### [ARTICLE]
# # # # #
SEC and CFTC May Combine Efforts to Regulate Cryptocurrencies

Bitcoin ETFs are a hot topic with the US regulators. The Securities and Exchange Commission, in particular, has been expected to approve some of the applications for some time now, but it looks like they are trying to avoid it at all costs. Furthermore, most of the applications have been either denied or completely ignored without even the slightest hint of feedback. The applications are long overdue, and the applicants are starting to become restless.

However, the SEC had a ‘meeting’ with the other US regulator called the CFTC (Commodity Futures Trading Commission), it has been reported that the two regulators have shared their opinions about the matter and are ready to partner up to tackle cryptocurrencies.

Comments about the Industry

The ‘Crypto Mom’ (Hester Peirce) herself explained the SEC’s stance towards Bitcoin ETFs. She noted that they have been rather reluctant to sign off on the Bitcoin ETF applications they have been receiving. Although it is not the best type of feedback, it is still better than nothing. So now we know that the applications could be far away from approvals.

>> ICO Scams: FBI Seeks to Educate Investors with Red Flags for ICO Fraud

There is one contradiction about the announcements, however. Peirce noted that there are numerous markets that are not regulated by the SEC, but products are still being developed within them. She also noted that the Bitcoin ETF approach seemed a bit merit-based, which was dangerous. However, it is hard to connect the two statements together. If it is as dangerous as any other unregulated industry, then why are other industries still able to operate but cryptocurrencies are kept lagging behind? These are the questions that most Bitcoin ETF applicants are willing to find an answer for.
# # # # #
### [DATASET ENTRIES]
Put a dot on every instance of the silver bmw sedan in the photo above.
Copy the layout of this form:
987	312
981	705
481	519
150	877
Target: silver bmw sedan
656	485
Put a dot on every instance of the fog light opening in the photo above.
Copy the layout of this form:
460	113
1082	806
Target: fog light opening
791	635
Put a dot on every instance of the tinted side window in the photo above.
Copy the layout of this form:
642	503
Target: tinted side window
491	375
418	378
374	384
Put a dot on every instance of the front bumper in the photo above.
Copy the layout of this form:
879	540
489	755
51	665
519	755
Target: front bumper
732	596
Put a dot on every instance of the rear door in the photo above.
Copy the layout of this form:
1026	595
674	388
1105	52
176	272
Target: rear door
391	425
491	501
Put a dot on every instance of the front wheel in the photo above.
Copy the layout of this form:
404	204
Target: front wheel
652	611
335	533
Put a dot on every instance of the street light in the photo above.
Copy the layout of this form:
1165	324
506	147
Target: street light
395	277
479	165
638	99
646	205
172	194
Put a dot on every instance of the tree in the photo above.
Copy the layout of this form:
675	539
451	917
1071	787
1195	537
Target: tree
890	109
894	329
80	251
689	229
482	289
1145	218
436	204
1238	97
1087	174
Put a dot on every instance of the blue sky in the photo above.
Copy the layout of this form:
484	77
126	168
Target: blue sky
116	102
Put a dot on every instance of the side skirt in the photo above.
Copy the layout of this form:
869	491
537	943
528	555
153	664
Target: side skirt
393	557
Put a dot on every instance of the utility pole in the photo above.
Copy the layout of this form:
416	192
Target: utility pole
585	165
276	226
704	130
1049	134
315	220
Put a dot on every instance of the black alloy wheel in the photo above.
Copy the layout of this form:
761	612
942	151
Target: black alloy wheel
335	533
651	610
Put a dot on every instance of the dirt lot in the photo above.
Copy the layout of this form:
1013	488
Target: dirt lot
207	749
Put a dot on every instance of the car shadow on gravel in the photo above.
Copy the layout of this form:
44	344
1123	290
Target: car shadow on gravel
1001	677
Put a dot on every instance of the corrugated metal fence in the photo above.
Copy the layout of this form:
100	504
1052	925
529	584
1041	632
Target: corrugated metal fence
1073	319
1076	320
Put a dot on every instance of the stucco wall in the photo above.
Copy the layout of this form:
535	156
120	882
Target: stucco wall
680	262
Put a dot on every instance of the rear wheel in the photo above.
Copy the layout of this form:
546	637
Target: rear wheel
# # # # #
### [TASK OBJECTIVE]
Print the part of the SEC and CFTC article that opens with the words containing "The ‘Crypto Mom’" and closes with "away from approvals.". The lines are separate material with no connection to the article.

### [COMPLETE ANSWER]
The ‘Crypto Mom’ (Hester Peirce) herself explained the SEC’s stance towards Bitcoin ETFs. She noted that they have been rather reluctant to sign off on the Bitcoin ETF applications they have been receiving. Although it is not the best type of feedback, it is still better than nothing. So now we know that the applications could be far away from approvals.